Aufgaben:
[a] Schreibe in der Rede zu Sonderfonds und Bundeswehr die Stelle von "Wenn wir gemeinsam" bis "gehört er hin." um und setze dabei "Scheinsieg" für "Pyrrhussieg" ein.
[b] Führe die Rede zu Sonderfonds und Bundeswehr nach ihrem letzten Satz weiter.

Redetext:
Wir sind der Meinung – das hat der Fraktionsvorsitzende für meine Fraktion angekündigt –: Über alles kann man reden, auch über Sonderfonds; natürlich. Aber dann muss es ein Gesamtkonzept geben, insbesondere was die Bundeswehr betrifft, in das wir auch eingebunden werden. Einen Blankoscheck der CDU/CSU-Fraktion, den Sie dann irgendwie verwenden, wird es nicht geben. Wir verlangen, in die Diskussion einbezogen zu werden.

(Beifall bei der CDU/CSU)

Wenn wir gemeinsam so handeln, meine sehr verehrten Damen und Herren, dann können wir dafür sorgen, dass ein möglicher militärischer Sieg, der Putin vielleicht gelingen könnte – wir hoffen es alle nicht –, in jedem Fall ein Pyrrhussieg sein wird. Dieser Mann muss sich verantworten, nicht nur vor dem russischen Volk, Kolleginnen und Kollegen der AfD, sondern vor dem Internationalen Strafgerichtshof. Da gehört er hin.

Material:
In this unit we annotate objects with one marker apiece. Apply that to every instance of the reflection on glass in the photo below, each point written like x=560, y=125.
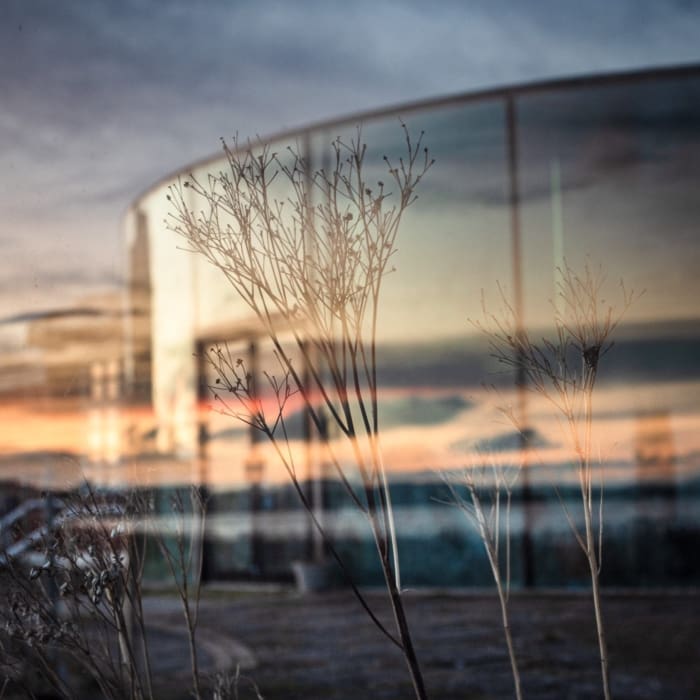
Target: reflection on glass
x=607, y=174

Lösungen:
[a]
Wenn wir gemeinsam so handeln, meine sehr verehrten Damen und Herren, dann können wir dafür sorgen, dass ein möglicher militärischer Sieg, der Putin vielleicht gelingen könnte – wir hoffen es alle nicht –, in jedem Fall ein Scheinsieg sein wird. Dieser Mann muss sich verantworten, nicht nur vor dem russischen Volk, Kolleginnen und Kollegen der AfD, sondern vor dem Internationalen Strafgerichtshof. Da gehört er hin.

[b]
Herzlichen Dank.

(Beifall bei der CDU/CSU, der SPD und der FDP sowie bei Abgeordneten des BÜNDNISSES 90/DIE GRÜNEN)

Vielen Dank, Herr Kollege Wadephul. – Nächster Redner ist der Kollege Rüdiger Lucassen, AfD-Fraktion, von der Tribüne.

(Beifall bei der AfD)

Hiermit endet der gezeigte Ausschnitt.